**TASK DESCRIPTION:**
Look through the lines below; wherever the word "window" appears, copy that line.

**GIVEN ENTRIES:**
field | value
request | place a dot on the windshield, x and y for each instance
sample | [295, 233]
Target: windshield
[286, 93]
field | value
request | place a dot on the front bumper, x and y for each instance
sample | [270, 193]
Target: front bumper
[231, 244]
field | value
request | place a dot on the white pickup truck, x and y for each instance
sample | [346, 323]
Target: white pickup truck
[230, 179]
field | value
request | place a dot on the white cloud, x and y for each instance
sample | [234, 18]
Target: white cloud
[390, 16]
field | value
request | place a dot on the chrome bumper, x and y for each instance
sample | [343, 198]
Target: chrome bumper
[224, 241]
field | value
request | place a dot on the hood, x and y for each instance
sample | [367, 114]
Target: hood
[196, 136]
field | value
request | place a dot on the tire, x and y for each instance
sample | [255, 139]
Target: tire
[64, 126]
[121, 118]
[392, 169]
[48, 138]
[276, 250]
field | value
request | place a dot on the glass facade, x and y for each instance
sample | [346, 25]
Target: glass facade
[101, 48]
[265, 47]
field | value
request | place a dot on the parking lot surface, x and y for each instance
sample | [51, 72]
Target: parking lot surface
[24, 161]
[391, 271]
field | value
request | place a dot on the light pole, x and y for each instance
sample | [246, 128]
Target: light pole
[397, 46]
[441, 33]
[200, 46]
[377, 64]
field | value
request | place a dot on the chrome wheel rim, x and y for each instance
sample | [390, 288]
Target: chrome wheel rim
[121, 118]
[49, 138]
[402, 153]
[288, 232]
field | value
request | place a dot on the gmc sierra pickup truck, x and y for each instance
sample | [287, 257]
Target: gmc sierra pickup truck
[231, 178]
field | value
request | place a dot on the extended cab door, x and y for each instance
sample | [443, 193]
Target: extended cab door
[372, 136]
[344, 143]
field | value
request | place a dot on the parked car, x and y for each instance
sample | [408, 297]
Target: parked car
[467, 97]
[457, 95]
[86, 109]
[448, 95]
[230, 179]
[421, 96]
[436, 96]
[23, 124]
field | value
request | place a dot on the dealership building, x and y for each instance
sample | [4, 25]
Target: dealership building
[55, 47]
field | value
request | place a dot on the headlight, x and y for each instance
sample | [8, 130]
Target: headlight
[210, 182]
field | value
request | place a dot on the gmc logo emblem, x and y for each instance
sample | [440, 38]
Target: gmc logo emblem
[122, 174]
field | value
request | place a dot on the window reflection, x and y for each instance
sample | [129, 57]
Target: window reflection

**ANSWER:**
request | place a dot on the window reflection, x and y for each instance
Target: window reflection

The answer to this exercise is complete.